Énoncé 1
Dans la liste, reprenez intégralement les lignes allant de celle qui contient "the eyeglass temple" jusqu'à celle qui contient "<point>274,211</point>" incluse, et uniquement celles-ci, en ajoutant 23 à chaque coordonnée numérique.

Extrait à lire
Micro en main, le réalisateur les accueille d'une voix bienveillante, caressante. Il connaît les blessures intimes des anciens d'Algérie. Sept ans au moins qu'il vit avec. Depuis que Simone de Bollardière, la veuve du général qui « osa dire non » à la torture, l'entraîna un jour de 2008 à l'assemblée des « 4 ACG ».
C'est cette association lancée par des paysans du Tarn qui a brisé le silence. « Ils se sont mis à parler, poursuit Emmanuel Audrain, et se sont aperçus : "On a tous vécu la même chose". » Il raconte lentement puis il conclut en désamorçant le malentendu qui guette : « C'est l'histoire de sept hommes, pas de la guerre d'Algérie. »
Retour sur une douleur interdite
• L'histoire du film, les acteurs, le DVD et ses Compléments : voir le blog Retour en Algérie
• Retrouver le commentaire paru sur Rebelles non-violents lors de la sortie du film.
• Voir aussi le portrait publié en 2011 de Rémi Serres, paysan retraité du Tarn, cheville-ouvrière de l'association 4ACG :
Rémi Serres a mal à sa guerre et à sa terre
« Personne n'était intéressé par ça... »
Il poursuit : « J'aimerais poser la question à ceux qui sont allés en Algérie. Arrivez-vous à en parler avec vos enfants, les petits enfants... Oui, Monsieur ?.. » « Personne n'était intéressé par ça... » lâche l'ancien soldat ; aujourd'hui encore... » Le cinéaste-médiateur parle alors de Gilles Champain, l'un des sept de "Retour en Algérie" qui a fini par « offrir à son fils et sa fille le récit de sa vie ; il va maintenant dans les lycées : "J'ai un devoir de vérité," dit-il ».
« Vous avez raison mais… »
Mais « tous les jours, dix jeunes tombaient, ce n'est pas assez souligné dans le film », reproche une voix. Et les crimes de l'autre bord ? » Emmanuel Audrain répond : « Vous avez raison mais ce n'était pas le projet du film de faire le bilan de la guerre d'Algérie. » Souvent la salle elle-même vient le conforter : « Un jour, en 2009, raconte une autre voix, j'étais à l'hôpital et j'ai lu dans les Cahiers de l'Histoire que sous Monsieur Thiers, on prenait les Algériens pour des "inférieurs." Ah ça ne m'a pas fait de bien ! »
Mais la discussion est toujours sur un fil. Soudain, un ancien appelé lance : « Ceux de là-bas, qu'ils nous laissent en paix chez nous ; moi, je suis raciste : chacun chez soi. » Libérer la parole exorcice les tourments mais lâche aussi parfois les vieux démons, Front National aidant. Comment répondre à cela ? Sur le coup, Emmanuel Audrain n'a pas su et se le reprochait plus tard. Comprendre sans toujours accepter : pas simple...
« Il a su filmer les fêlures, entendre les douleurs »

Données fournies
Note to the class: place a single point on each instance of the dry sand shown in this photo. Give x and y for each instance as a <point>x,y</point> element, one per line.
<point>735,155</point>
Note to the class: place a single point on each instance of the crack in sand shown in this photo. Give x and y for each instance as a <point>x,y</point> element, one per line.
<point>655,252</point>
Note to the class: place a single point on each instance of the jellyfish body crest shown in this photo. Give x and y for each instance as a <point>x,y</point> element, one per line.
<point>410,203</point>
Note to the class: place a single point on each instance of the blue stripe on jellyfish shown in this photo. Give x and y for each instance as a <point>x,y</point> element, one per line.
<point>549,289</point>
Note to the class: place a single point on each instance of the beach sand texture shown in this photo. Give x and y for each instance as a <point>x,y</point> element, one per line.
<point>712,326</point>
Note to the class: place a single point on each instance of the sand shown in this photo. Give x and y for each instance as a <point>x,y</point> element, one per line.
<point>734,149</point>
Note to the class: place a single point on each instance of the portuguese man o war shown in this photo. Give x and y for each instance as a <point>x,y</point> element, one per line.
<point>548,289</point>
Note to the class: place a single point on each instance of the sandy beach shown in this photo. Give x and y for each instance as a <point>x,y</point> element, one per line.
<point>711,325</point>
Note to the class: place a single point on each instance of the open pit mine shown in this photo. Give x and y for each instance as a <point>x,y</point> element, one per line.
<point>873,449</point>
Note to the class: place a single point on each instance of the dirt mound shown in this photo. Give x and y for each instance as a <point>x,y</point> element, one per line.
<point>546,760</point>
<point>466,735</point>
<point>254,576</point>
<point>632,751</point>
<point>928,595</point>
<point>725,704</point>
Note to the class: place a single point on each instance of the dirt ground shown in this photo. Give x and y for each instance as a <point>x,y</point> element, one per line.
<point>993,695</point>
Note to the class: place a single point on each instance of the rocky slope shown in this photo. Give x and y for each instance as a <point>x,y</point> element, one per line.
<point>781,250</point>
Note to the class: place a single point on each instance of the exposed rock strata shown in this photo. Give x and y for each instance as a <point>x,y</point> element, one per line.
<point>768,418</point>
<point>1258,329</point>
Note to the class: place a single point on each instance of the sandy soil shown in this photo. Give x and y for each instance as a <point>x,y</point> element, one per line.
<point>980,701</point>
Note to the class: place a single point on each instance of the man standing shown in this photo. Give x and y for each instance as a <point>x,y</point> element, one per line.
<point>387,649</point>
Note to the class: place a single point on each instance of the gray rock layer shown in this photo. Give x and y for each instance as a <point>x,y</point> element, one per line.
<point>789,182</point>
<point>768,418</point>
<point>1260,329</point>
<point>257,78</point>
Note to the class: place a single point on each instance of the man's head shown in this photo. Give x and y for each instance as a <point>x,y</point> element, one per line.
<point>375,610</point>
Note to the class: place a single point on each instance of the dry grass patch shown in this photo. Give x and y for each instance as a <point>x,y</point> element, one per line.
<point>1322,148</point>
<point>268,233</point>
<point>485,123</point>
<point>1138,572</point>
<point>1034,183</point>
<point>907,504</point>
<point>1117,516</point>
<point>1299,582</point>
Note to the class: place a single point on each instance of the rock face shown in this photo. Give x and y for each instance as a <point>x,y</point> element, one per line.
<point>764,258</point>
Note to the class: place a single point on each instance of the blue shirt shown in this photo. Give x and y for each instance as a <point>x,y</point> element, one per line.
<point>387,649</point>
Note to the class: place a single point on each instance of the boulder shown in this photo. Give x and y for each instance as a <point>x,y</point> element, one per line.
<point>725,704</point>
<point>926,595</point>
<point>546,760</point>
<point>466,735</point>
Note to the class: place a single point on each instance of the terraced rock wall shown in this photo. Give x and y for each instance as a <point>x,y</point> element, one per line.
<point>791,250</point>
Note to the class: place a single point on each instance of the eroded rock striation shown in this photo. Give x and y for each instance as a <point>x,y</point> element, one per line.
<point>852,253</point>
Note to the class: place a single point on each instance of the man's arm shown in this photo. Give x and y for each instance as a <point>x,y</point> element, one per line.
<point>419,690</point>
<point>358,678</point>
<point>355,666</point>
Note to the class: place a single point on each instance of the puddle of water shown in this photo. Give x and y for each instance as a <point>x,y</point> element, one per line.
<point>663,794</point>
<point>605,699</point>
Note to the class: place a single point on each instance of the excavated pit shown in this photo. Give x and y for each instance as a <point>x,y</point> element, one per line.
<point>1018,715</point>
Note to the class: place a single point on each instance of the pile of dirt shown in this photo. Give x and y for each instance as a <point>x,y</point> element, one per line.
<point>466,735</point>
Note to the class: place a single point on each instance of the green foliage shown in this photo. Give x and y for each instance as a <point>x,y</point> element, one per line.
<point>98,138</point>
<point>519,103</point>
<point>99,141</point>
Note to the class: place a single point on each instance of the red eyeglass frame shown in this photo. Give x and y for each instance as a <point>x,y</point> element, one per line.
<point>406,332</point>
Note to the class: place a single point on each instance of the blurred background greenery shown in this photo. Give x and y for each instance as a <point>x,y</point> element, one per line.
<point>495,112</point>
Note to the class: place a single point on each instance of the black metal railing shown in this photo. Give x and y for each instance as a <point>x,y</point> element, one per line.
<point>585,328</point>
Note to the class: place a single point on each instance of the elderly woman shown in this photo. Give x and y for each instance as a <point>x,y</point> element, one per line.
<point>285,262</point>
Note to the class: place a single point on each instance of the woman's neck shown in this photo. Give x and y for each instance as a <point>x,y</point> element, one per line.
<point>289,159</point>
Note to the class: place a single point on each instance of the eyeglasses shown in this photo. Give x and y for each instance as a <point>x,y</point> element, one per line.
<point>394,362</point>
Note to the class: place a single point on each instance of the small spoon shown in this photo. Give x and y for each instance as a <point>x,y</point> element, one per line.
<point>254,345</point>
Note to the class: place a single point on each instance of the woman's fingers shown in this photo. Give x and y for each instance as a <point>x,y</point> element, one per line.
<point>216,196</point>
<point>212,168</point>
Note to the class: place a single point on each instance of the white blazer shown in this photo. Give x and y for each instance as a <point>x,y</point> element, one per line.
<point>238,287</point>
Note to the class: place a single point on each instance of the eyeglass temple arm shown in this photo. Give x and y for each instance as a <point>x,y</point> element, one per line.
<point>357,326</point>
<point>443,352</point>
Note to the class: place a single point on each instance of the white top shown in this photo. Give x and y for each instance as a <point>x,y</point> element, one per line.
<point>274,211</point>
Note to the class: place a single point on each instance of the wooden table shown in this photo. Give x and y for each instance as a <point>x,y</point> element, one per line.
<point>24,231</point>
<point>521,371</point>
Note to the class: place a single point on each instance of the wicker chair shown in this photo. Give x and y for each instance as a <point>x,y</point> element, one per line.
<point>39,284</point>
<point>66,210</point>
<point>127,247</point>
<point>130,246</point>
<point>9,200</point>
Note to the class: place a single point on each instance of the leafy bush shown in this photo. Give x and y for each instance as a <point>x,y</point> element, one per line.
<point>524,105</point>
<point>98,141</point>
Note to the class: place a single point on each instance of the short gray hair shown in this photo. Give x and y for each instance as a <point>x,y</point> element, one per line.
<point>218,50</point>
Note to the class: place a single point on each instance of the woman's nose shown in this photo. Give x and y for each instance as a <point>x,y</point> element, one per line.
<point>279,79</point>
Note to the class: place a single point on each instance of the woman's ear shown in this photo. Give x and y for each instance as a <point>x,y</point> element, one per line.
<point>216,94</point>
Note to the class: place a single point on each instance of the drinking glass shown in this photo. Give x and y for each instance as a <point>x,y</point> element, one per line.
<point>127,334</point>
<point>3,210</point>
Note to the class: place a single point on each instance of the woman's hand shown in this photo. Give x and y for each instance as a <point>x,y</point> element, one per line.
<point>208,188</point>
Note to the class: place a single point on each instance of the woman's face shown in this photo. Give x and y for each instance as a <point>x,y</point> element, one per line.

Énoncé 2
Recopiez le passage de l'extrait allant de "Micro en main, le" jusqu'à "sortie du film." inclus, en substituant "cinéaste" à "réalisateur".

Réponse correcte 1
Note to the class: place a single point on each instance of the eyeglass temple arm shown in this photo. Give x and y for each instance as a <point>x,y</point> element, one per line.
<point>380,349</point>
<point>466,375</point>
Note to the class: place a single point on each instance of the white top shown in this photo. Give x and y for each instance as a <point>x,y</point> element, one per line.
<point>297,234</point>

Réponse correcte 2
Micro en main, le cinéaste les accueille d'une voix bienveillante, caressante. Il connaît les blessures intimes des anciens d'Algérie. Sept ans au moins qu'il vit avec. Depuis que Simone de Bollardière, la veuve du général qui « osa dire non » à la torture, l'entraîna un jour de 2008 à l'assemblée des « 4 ACG ».
C'est cette association lancée par des paysans du Tarn qui a brisé le silence. « Ils se sont mis à parler, poursuit Emmanuel Audrain, et se sont aperçus : "On a tous vécu la même chose". » Il raconte lentement puis il conclut en désamorçant le malentendu qui guette : « C'est l'histoire de sept hommes, pas de la guerre d'Algérie. »
Retour sur une douleur interdite
• L'histoire du film, les acteurs, le DVD et ses Compléments : voir le blog Retour en Algérie
• Retrouver le commentaire paru sur Rebelles non-violents lors de la sortie du film.